■ GIVEN PROBLEM: Rewrite the entries below with every "photograph" swapped for "image" and nothing else changed, leaving the pictures out.
MATERIAL TO PROCESS start
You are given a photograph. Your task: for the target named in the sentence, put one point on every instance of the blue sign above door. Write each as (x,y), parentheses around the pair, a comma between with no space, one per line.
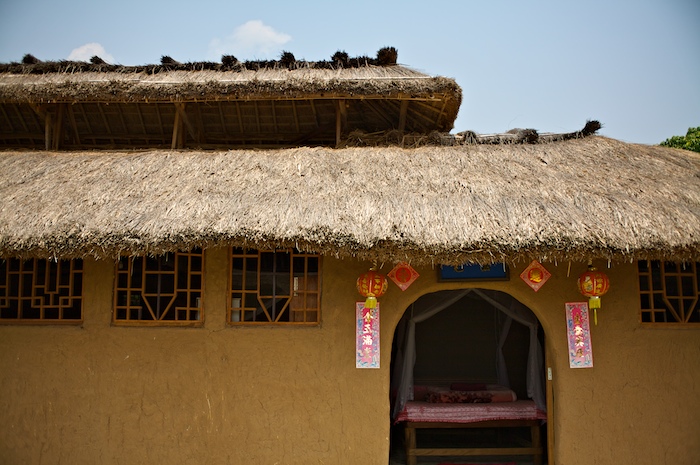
(494,271)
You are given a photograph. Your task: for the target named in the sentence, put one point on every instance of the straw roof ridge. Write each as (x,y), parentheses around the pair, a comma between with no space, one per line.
(358,138)
(386,56)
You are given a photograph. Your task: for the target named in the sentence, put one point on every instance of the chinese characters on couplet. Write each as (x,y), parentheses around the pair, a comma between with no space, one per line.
(367,336)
MATERIAL TO PROCESS end
■ ANSWER:
You are given a image. Your task: for the target named in the sentence, put one point on every instance of the blue sign above door. Write each as (x,y), parentheses around the pair, a comma between with no space, one per line.
(494,271)
You are given a image. Your task: for the target named in the sentence, put one point on every instance of the straw roof ridge. Write each as (x,y), parentheses around the pair, a comma between with no space, one per line.
(358,138)
(386,56)
You are given a image. Your task: for the target named in the sentence, put one point on every instance of the chinese characters on couplet. Write each as (x,y), parentheses around the pair, a comma between with no space, one per line.
(367,336)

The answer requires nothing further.